**Text provided:**
| |
PhonemeRecognizerMorph
category: Speech-Phoneme Recognizer
superclass: AlignmentMorph
subclasses:
I am experimental phoneme recognizer. My approach to phoneme recognition is fairly crude, but the goal is not full speech recognition, but merely a close enough approximation to drive the mouth of an animated character from speech input.
How it works:
The phoneme recognizer has a collection of phoneme examples that were recorded in advance. Each of these phomemes has a "features vector" that describes that phoneme. Currently, feature vectors are basically a simplified version of the frequency spectrum measuring the sound energy in about two dozen frequency bands up to around 4000 Hz. The exact parameters are described in the class initialization method of PhonemeRecord and can be tweaked.
To do phoneme recognition, a short window of sound is analyzed via FFT, and its feature vector is extracted. This feature vector is then compared to the feature vectors of all phonemes in the example set. The phoneme that matches most closely is considered the currently sounding phoneme. This phoneme's name is presented in the PhonemeRecognizer display. On a reasonably fast machine, the current phoneme can be watched by a program and used to drive real-time mouth animation . This phoneme matching approach is similar to some of the earliest speech recognition work. However, current speech recognition software is generally driven by features derived from a linear predictive or vocal tract model of speech, rather than the raw spectrum data.
How to Use It
The first step is to plan how many different mouth positions will be used by the animation, and which phonemes map to which mouth positions. Traditional animators might draw four mouth positions for vowels and four to six for consonants.

**Directives:**
(a) In the phoneme recognizer description, up to about what frequency do the feature vectors measure sound energy?
(b) Echo the phoneme recognizer description word for word from "How to Use It" to "six for consonants.".
The items that come next are from a separate source and are unrelated to the phoneme recognizer description.

**Records from a point labeling set:**

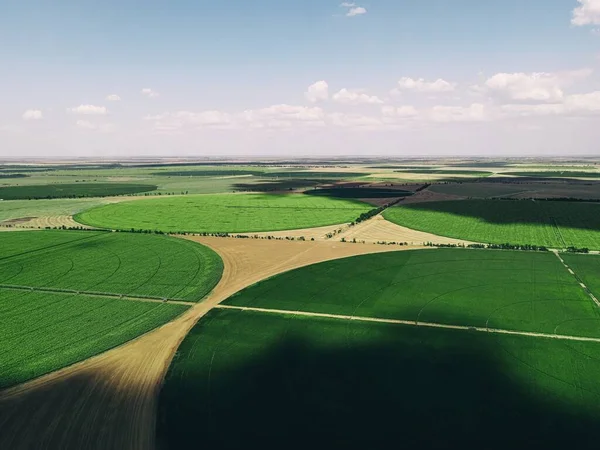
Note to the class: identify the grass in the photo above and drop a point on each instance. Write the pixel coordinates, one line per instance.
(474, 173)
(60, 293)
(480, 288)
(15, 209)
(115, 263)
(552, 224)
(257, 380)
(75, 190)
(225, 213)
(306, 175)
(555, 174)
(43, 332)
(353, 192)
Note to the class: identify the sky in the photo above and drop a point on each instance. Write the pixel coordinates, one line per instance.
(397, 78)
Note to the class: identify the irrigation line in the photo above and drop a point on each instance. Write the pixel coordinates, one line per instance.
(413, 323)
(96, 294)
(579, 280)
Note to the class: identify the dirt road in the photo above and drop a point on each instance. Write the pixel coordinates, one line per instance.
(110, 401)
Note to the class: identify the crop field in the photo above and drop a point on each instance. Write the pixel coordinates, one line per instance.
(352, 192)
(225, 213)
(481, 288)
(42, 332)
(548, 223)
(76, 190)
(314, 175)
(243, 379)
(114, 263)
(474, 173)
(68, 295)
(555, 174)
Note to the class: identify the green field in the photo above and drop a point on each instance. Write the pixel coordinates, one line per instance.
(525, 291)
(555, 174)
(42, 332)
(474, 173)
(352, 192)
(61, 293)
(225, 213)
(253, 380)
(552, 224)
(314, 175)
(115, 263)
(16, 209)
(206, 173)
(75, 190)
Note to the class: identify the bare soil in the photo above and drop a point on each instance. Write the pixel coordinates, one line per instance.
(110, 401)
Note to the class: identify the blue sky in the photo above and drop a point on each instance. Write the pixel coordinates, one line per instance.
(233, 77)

**Solutions to each task:**
(a) Up to around 4000 Hz.

(b)
How to Use It
The first step is to plan how many different mouth positions will be used by the animation, and which phonemes map to which mouth positions. Traditional animators might draw four mouth positions for vowels and four to six for consonants.